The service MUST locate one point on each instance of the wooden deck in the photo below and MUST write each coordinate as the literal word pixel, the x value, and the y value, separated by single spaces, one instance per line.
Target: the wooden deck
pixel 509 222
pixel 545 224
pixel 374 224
■ ■ ■ ■ ■ ■ ■
→ **INSTRUCTIONS FOR THE TASK**:
Every record, start to finish: reproduce it word for word.

→ **ANSWER SECTION**:
The service MUST locate one point on each instance of the wooden deck in the photo below and MUST write each coordinate as the literal word pixel, the x value, and the y value, separated by single spaces, one instance per line.
Target: the wooden deck
pixel 509 222
pixel 545 224
pixel 374 224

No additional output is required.